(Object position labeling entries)

------------------------

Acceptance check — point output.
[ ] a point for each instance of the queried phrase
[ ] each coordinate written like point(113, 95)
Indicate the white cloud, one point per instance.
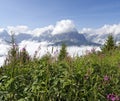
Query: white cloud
point(64, 26)
point(39, 31)
point(106, 29)
point(1, 30)
point(17, 29)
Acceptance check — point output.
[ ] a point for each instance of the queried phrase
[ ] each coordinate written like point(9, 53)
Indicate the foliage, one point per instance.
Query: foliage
point(93, 77)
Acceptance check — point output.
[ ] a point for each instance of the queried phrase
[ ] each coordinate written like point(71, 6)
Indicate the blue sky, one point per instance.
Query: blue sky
point(40, 13)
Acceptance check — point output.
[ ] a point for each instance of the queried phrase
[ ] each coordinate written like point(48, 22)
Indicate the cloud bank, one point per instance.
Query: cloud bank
point(106, 29)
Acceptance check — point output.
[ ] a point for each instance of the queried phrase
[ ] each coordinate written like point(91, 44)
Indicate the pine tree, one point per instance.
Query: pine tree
point(109, 44)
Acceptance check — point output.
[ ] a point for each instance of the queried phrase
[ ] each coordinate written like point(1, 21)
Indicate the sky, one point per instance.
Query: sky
point(40, 13)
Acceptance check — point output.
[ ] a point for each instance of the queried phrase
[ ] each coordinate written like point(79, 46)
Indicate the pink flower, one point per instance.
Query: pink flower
point(106, 78)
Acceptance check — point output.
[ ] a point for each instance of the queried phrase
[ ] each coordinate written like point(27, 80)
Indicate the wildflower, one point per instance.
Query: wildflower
point(106, 78)
point(113, 97)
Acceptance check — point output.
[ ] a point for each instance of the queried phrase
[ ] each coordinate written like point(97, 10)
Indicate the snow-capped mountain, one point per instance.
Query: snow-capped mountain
point(72, 38)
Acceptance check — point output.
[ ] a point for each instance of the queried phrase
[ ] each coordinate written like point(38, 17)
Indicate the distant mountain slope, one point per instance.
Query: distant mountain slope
point(72, 38)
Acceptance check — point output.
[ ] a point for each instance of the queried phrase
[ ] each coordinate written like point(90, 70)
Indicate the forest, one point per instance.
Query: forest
point(94, 76)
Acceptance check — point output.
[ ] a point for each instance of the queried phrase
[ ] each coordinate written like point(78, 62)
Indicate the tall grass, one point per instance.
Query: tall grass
point(93, 77)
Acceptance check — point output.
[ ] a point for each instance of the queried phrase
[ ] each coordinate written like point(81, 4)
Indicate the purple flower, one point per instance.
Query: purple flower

------------------------

**The task:**
Copy all of the records above line for line, leaving out the pictures.

**Solution for this problem:**
Acceptance check — point output.
[ ] a point for each instance of the queried phrase
[ ] each coordinate written like point(113, 95)
Indicate the white cloud, one point per instance.
Query: white cloud
point(64, 26)
point(39, 31)
point(106, 29)
point(1, 30)
point(17, 29)
Acceptance check — point output.
[ ] a point for each instance of the queried phrase
[ ] each coordinate written like point(9, 53)
Indicate the foliage, one point per instance.
Query: foliage
point(93, 77)
Acceptance check — point output.
[ ] a point for each instance of the queried phrase
[ ] each coordinate written like point(71, 6)
Indicate the blue sky, one point per instance.
Query: blue sky
point(40, 13)
Acceptance check — point output.
[ ] a point for each instance of the queried phrase
[ ] each coordinate written like point(48, 22)
Indicate the cloud bank, one point per instance.
Query: cloud bank
point(106, 29)
Acceptance check — point output.
[ ] a point for each instance of the queried phrase
[ ] each coordinate written like point(91, 44)
Indicate the pine tree, one point per instance.
Query: pine tree
point(109, 44)
Acceptance check — point output.
[ ] a point for each instance of the queried phrase
[ ] each coordinate written like point(1, 21)
Indicate the sky, one point per instance.
Query: sky
point(40, 13)
Acceptance check — point output.
[ ] a point for each instance of the queried phrase
[ ] each coordinate written like point(79, 46)
Indicate the pink flower, one point per instance.
Query: pink flower
point(106, 78)
Acceptance check — point output.
[ ] a point for each instance of the queried phrase
[ ] each coordinate written like point(27, 80)
Indicate the wildflower, one point per instance.
Query: wildflower
point(106, 78)
point(113, 97)
Acceptance check — point output.
[ ] a point for each instance of the queried phrase
[ ] each coordinate written like point(97, 10)
Indicate the snow-capped mountain, one point per instance.
Query: snow-capped mountain
point(72, 38)
Acceptance check — point output.
[ ] a point for each instance of the queried phrase
[ ] each coordinate written like point(38, 17)
Indicate the distant mountain slope, one point per instance.
Query: distant mountain slope
point(72, 38)
Acceptance check — point output.
[ ] a point for each instance of the queried phrase
[ ] each coordinate written like point(90, 70)
Indicate the forest, one point per instance.
Query: forest
point(94, 76)
Acceptance check — point output.
[ ] a point for each instance of the queried phrase
[ ] each coordinate written like point(78, 62)
Indicate the tall grass, one point per instance.
Query: tall grass
point(93, 77)
Acceptance check — point output.
[ ] a point for each instance of the queried phrase
[ ] each coordinate written like point(81, 4)
Indicate the purple flower, one point per instance.
Query: purple flower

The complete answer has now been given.